▸ **TASK OBJECTIVE**: Copy the listing below verbatim, line for line, with no changes.

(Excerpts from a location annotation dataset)
+--

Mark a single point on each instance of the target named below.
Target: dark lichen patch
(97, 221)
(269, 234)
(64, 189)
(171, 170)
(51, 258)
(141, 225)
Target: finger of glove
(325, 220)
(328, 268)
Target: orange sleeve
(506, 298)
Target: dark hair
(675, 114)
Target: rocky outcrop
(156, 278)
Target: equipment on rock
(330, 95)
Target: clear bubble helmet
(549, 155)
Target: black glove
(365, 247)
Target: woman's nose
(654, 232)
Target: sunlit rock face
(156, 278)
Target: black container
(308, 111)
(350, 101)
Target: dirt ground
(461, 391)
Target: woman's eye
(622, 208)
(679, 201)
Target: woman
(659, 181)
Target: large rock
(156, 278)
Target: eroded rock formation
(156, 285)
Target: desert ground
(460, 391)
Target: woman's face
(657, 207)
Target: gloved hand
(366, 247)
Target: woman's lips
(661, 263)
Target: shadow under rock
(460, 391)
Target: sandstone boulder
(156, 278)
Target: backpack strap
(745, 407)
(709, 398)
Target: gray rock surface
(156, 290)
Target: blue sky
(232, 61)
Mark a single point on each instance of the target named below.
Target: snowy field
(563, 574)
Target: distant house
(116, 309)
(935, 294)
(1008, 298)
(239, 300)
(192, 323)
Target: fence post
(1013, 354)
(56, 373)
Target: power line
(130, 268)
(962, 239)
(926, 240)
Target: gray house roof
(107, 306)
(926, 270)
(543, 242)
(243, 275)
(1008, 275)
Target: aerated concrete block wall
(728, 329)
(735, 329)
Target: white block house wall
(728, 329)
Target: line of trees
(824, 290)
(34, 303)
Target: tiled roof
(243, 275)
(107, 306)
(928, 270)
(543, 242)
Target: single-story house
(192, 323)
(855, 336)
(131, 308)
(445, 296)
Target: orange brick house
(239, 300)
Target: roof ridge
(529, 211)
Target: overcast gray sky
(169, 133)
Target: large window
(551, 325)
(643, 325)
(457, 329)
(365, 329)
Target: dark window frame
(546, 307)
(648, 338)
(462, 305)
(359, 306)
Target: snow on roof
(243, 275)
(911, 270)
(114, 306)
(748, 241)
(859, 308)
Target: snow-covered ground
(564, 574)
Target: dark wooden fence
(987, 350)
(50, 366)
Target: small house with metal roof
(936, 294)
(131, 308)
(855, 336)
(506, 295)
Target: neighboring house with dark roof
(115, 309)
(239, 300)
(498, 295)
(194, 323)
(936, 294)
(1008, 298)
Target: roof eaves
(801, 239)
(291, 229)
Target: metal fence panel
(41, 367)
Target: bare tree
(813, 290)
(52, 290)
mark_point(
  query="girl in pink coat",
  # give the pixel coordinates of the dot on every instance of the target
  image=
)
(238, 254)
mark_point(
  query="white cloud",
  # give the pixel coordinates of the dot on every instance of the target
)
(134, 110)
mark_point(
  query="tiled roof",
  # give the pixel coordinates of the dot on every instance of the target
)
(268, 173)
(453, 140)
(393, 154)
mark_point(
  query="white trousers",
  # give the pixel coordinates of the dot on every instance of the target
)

+--

▸ **ANSWER TO THE TASK**:
Mark a single point on each instance of the target named below.
Target: dark lichen patch
(97, 221)
(269, 234)
(64, 189)
(171, 170)
(51, 258)
(141, 225)
Target: finger of glove
(325, 220)
(328, 268)
Target: orange sleeve
(506, 298)
Target: dark hair
(675, 114)
Target: rocky outcrop
(156, 278)
Target: equipment on rock
(330, 95)
Target: clear bubble helmet
(549, 155)
Target: black glove
(365, 247)
Target: woman's nose
(654, 232)
Target: sunlit rock face
(156, 278)
Target: black container
(308, 111)
(350, 101)
Target: dirt ground
(461, 391)
Target: woman's eye
(622, 208)
(679, 201)
Target: woman
(659, 181)
Target: large rock
(156, 278)
Target: eroded rock formation
(156, 285)
Target: desert ground
(460, 391)
Target: woman's face
(657, 207)
Target: gloved hand
(366, 247)
Target: woman's lips
(661, 263)
Target: shadow under rock
(460, 391)
Target: sandstone boulder
(156, 278)
Target: backpack strap
(745, 407)
(709, 398)
Target: gray rock surface
(156, 290)
Target: blue sky
(232, 61)
Mark a single point on each instance of the target named below.
Target: snowy field
(563, 574)
Target: distant house
(116, 309)
(935, 294)
(1008, 298)
(239, 300)
(192, 323)
Target: fence post
(1013, 354)
(56, 373)
Target: power line
(130, 268)
(962, 239)
(926, 240)
Target: gray house roof
(107, 306)
(926, 270)
(543, 242)
(243, 275)
(1008, 275)
Target: aerated concrete block wall
(728, 329)
(735, 329)
Target: white block house wall
(728, 329)
Target: line of trees
(824, 290)
(34, 303)
Target: tiled roof
(243, 275)
(107, 306)
(928, 270)
(543, 242)
Target: single-story house
(192, 323)
(855, 336)
(131, 308)
(445, 296)
Target: orange brick house
(239, 300)
Target: roof ridge
(529, 211)
Target: overcast gray sky
(169, 133)
Target: large window
(551, 325)
(643, 325)
(457, 329)
(365, 329)
Target: dark window frame
(546, 307)
(648, 338)
(462, 305)
(359, 306)
Target: snow on roof
(243, 275)
(911, 270)
(114, 306)
(748, 241)
(859, 308)
Target: snow-covered ground
(564, 574)
Target: dark wooden fence
(987, 350)
(50, 366)
Target: small house with metal roof
(936, 294)
(131, 308)
(855, 336)
(506, 295)
Target: neighboring house with dark roof
(115, 309)
(239, 300)
(498, 295)
(194, 323)
(936, 294)
(1008, 298)
Target: roof eaves
(801, 239)
(291, 229)
Target: metal fence panel
(41, 367)
Target: bare tree
(813, 290)
(52, 290)
mark_point(
  query="girl in pink coat",
  # give the pixel coordinates of the dot on every instance of the target
  image=
)
(238, 254)
mark_point(
  query="white cloud",
  # give the pixel coordinates of the dot on every instance of the target
)
(134, 110)
mark_point(
  query="tiled roof",
  # give the pixel coordinates of the dot on every instance of the target
)
(268, 173)
(453, 140)
(393, 154)
mark_point(
  query="white trousers",
  # give the pixel coordinates of the dot on every instance of the target
)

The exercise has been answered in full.